## What is required:
Your task is to repeat all of the material exactly.
--- START Records supplied ---
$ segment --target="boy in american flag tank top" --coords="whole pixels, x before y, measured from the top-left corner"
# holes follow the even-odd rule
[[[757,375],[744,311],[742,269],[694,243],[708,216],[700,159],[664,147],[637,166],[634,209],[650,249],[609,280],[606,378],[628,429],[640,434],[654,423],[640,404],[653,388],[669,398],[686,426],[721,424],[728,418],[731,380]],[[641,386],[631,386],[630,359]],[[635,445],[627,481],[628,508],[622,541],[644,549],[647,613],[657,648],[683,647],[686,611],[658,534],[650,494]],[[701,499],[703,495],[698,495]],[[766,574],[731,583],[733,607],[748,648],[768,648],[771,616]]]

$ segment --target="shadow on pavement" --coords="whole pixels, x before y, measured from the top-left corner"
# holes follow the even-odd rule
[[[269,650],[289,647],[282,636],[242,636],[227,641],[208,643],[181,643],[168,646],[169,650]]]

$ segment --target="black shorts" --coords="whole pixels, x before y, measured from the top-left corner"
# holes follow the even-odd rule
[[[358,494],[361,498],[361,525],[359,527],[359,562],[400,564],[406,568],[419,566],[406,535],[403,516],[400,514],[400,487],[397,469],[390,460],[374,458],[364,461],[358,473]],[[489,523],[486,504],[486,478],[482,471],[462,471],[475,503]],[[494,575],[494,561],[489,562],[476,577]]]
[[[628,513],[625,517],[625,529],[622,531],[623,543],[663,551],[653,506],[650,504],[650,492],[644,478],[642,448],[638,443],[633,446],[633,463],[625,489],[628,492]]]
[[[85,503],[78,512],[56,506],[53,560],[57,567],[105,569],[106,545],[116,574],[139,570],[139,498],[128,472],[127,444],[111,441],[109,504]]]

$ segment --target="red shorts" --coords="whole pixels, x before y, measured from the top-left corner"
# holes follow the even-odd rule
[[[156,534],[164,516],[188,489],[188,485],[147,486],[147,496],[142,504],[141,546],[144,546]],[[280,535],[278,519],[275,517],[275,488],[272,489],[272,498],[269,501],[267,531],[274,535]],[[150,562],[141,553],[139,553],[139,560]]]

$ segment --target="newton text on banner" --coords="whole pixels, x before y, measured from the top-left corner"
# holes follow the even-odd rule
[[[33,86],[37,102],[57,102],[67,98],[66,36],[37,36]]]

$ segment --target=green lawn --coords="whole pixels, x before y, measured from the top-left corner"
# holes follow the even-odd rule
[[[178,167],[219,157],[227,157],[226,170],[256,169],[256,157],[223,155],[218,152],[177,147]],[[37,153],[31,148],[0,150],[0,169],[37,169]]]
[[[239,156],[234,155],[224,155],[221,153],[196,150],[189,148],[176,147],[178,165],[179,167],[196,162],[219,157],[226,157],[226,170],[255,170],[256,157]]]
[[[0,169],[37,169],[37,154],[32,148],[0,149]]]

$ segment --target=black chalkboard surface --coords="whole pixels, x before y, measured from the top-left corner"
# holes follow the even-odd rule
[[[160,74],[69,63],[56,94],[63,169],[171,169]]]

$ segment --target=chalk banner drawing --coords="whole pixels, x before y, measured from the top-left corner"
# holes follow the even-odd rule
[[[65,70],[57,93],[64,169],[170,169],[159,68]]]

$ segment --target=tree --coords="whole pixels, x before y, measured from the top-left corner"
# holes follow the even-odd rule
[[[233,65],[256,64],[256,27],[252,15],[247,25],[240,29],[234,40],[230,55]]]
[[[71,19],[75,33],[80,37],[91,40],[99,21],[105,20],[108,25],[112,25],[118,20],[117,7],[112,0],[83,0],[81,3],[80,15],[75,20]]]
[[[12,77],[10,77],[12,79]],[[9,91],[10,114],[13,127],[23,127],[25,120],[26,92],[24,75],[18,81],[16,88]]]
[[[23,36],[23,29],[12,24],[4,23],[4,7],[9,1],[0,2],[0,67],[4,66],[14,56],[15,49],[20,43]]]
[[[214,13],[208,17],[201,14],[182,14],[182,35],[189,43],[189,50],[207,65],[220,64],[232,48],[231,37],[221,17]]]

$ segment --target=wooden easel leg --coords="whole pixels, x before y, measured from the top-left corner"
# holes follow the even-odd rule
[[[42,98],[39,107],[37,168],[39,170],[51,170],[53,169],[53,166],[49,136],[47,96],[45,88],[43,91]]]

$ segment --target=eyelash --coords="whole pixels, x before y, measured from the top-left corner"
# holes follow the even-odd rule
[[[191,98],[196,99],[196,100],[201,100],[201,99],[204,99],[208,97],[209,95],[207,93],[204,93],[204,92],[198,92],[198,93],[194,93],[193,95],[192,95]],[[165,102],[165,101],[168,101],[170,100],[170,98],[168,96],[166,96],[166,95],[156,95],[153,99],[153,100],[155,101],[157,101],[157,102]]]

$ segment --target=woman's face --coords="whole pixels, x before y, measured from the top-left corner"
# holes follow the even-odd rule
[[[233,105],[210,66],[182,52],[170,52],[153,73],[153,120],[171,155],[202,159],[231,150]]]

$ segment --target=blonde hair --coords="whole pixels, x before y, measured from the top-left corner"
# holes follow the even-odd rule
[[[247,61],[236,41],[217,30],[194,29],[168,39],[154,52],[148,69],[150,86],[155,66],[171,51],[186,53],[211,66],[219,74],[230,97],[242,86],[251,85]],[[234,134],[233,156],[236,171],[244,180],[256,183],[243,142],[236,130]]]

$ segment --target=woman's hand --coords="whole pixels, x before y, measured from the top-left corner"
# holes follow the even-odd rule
--- END Records supplied ---
## Exercise response:
$ segment --target="boy in american flag tank top" --coords="whole pixels, x before y, measured from the top-left corner"
# holes follow the even-odd rule
[[[757,375],[744,311],[742,269],[694,243],[708,216],[700,159],[664,147],[637,166],[634,209],[650,249],[609,280],[606,378],[628,429],[640,434],[654,423],[640,404],[653,388],[669,398],[686,426],[721,424],[728,418],[731,380]],[[641,386],[631,386],[630,359]],[[635,445],[627,481],[628,508],[622,541],[644,549],[647,613],[657,648],[683,647],[686,611],[658,534],[650,494]],[[701,499],[703,495],[698,495]],[[766,574],[731,583],[733,607],[748,648],[768,648],[771,616]]]

$ segment --target="shadow on pavement" --coords="whole pixels, x before y, measured from the top-left corner"
# holes follow the even-odd rule
[[[269,650],[289,647],[282,636],[242,636],[227,641],[208,643],[181,643],[168,646],[169,650]]]

$ segment --target="black shorts" --coords="whole pixels, x before y, measured from the top-left corner"
# holes follow the even-odd rule
[[[358,494],[361,498],[361,525],[359,527],[359,562],[400,564],[406,568],[419,566],[406,535],[403,516],[400,514],[400,487],[397,469],[390,460],[374,458],[364,461],[358,473]],[[489,523],[486,504],[486,478],[482,471],[462,471],[475,503]],[[494,575],[494,561],[489,562],[476,577]]]
[[[628,513],[625,517],[625,529],[622,531],[623,543],[663,551],[653,506],[650,504],[650,492],[644,478],[642,448],[638,443],[633,446],[633,463],[625,489],[628,492]]]
[[[85,503],[78,512],[56,506],[53,560],[57,567],[105,569],[106,545],[116,574],[139,570],[139,498],[128,472],[127,444],[111,441],[109,504]]]

$ segment --target="red shorts" --coords="whole pixels, x before y, measured from the top-left corner"
# holes follow the even-odd rule
[[[156,534],[164,516],[188,489],[188,485],[147,486],[147,496],[142,504],[141,546],[144,546]],[[280,535],[278,519],[275,517],[275,488],[272,489],[272,498],[269,501],[267,531],[274,535]],[[150,562],[141,553],[139,553],[139,560]]]

$ segment --target="newton text on banner" --coords="whole pixels, x before y, measured from the top-left corner"
# holes follow the even-odd rule
[[[33,86],[37,102],[57,102],[67,98],[66,36],[37,36]]]

$ segment --target=green lawn --coords="whole pixels, x before y, measured from the top-left corner"
# holes follow the even-odd rule
[[[178,167],[219,157],[227,157],[226,170],[256,169],[256,157],[223,155],[218,152],[177,147]],[[37,153],[31,148],[0,150],[0,169],[37,169]]]
[[[239,156],[234,155],[224,155],[221,153],[196,150],[189,148],[176,147],[178,165],[179,167],[196,162],[219,157],[226,157],[226,170],[255,170],[256,157]]]
[[[0,169],[37,169],[37,154],[32,148],[0,149]]]

$ segment --target=black chalkboard surface --coords="whole pixels, x before y, measured from the top-left corner"
# holes follow the even-odd rule
[[[160,74],[69,63],[56,94],[63,169],[171,169]]]

$ segment --target=chalk banner drawing --coords="whole pixels, x before y, measured from the top-left corner"
# holes follow the even-odd rule
[[[65,70],[57,93],[64,169],[170,169],[159,68]]]

$ segment --target=tree --coords="whole pixels, x before y, measured from the top-left corner"
# holes follow the even-odd rule
[[[233,65],[256,64],[256,27],[252,15],[247,25],[240,29],[234,40],[230,55]]]
[[[71,19],[75,33],[80,37],[91,40],[99,21],[105,20],[108,25],[112,25],[118,20],[117,7],[112,0],[83,0],[81,3],[80,15],[75,20]]]
[[[12,77],[10,77],[12,79]],[[9,91],[10,114],[13,127],[23,127],[25,120],[26,92],[24,75],[18,81],[16,88]]]
[[[23,36],[23,29],[12,24],[4,23],[4,7],[9,1],[0,2],[0,67],[4,66],[14,56],[15,49],[20,43]]]
[[[214,13],[208,17],[201,14],[182,14],[182,35],[189,43],[189,50],[207,65],[220,64],[232,48],[231,37],[221,17]]]

$ segment --target=wooden easel leg --coords="whole pixels, x before y, measured from the top-left corner"
# holes follow the even-odd rule
[[[42,98],[39,107],[37,168],[39,170],[51,170],[53,169],[53,166],[49,136],[47,96],[45,88],[43,91]]]

$ segment --target=eyelash --coords="whole pixels, x before y, measured from the top-left corner"
# holes follow the even-odd rule
[[[191,98],[196,99],[196,100],[201,100],[201,99],[204,99],[208,97],[209,95],[207,93],[204,93],[204,92],[198,92],[198,93],[194,93],[193,95],[192,95]],[[165,102],[165,101],[168,101],[170,100],[170,98],[168,96],[166,96],[166,95],[156,95],[153,99],[153,100],[155,101],[157,101],[157,102]]]

$ segment --target=woman's face --coords="whole pixels, x before y, measured from the top-left corner"
# holes follow the even-odd rule
[[[233,105],[210,66],[182,52],[170,52],[153,73],[153,120],[171,155],[202,159],[231,150]]]

$ segment --target=blonde hair --coords="whole pixels, x before y, measured from the top-left corner"
# holes follow the even-odd rule
[[[247,61],[236,41],[217,30],[194,29],[168,39],[154,52],[148,69],[150,86],[155,66],[171,51],[186,53],[211,66],[219,74],[230,97],[242,86],[251,85]],[[234,134],[233,156],[236,171],[244,180],[256,183],[243,142],[236,130]]]

$ segment --target=woman's hand --coords="whole pixels, x before y, measured from the top-left corner"
# holes follow the even-odd rule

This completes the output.